* _What to produce_: Put this sentence from the text on stochastic indicators into Spanish: "Stochastic signals are best in neutral, flat or rolling markets when buy or sell indications are equally reliable."

* _Text_:
[START]

Don't be afraid to experiment with these settings to learn what
correlates best to price action in a chosen market or markets.

There is an incredible array of stochastic setting variables
and discussion on the subject. We'll defer all that, instead
let's focus on basic structure and use of the indicator.

The actual indicator study consists of plotting both moving
lines within a value zone of 0 to 100. As one or both lines
approach or penetrate the area of 0 to 20, underlying prices
are said to be "oversold". The indicator is telling us that
near-term price action has dropped to an extreme and corrective
bounce is likely.

One or both lines reaching or penetrating the area from 80 to
100 is said to be "overbought". This means near-term price
action has pushed levels to an extreme and a corrective sell
off is likely.

Once stochastic fast line turns up from 20% oversold range or
turns down from 80% overbought range, a reversal may be near.
Confirmation of this is the slow line turning to reverse course
in tandem with the fast line.

The clearest trade signals occur when both stochastic fast and
slow lines penetrate one extreme ranges and turn sharply away
to move the other direction. The more rapid and extreme a move
the more volatile underlying action will be.

Stochastics like all oscillator signals work best to predict
corrections within prevailing trends. In other words, buy
signals are best taken within an up-trending market while sell
signals are most reliable in down trends. They predict brief
pullbacks in rallies and brief spikes in declines.

Stochastic signals are best in neutral, flat or rolling markets
when buy or sell indications are equally reliable.

Overbought/oversold is the basic, most prominent use of these
indicators for trading a market. However, in my opinion it
isn't the best use of all.

If every market tool I rely on had to be taken away save for
one, this would be it. I have never used another single study
that gives such high-odds indication as the following does.

[END]

* _Given information_:
[START]

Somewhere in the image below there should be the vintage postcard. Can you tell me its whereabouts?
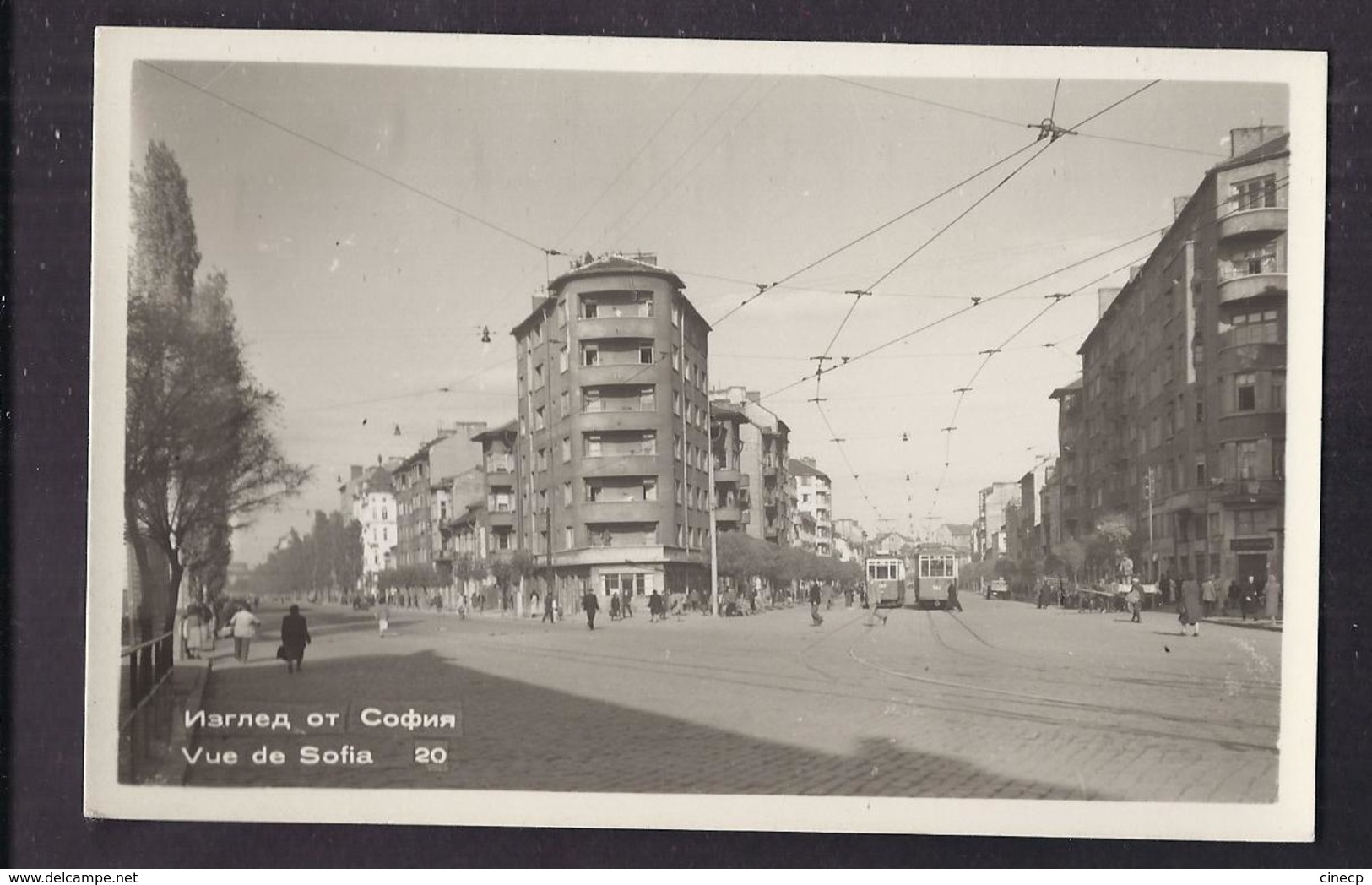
[85,29,1326,841]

[END]

* _Result_: Las señales estocásticas son mejores en mercados neutrales, planos u ondulantes, cuando las indicaciones de compra o de venta son igualmente fiables.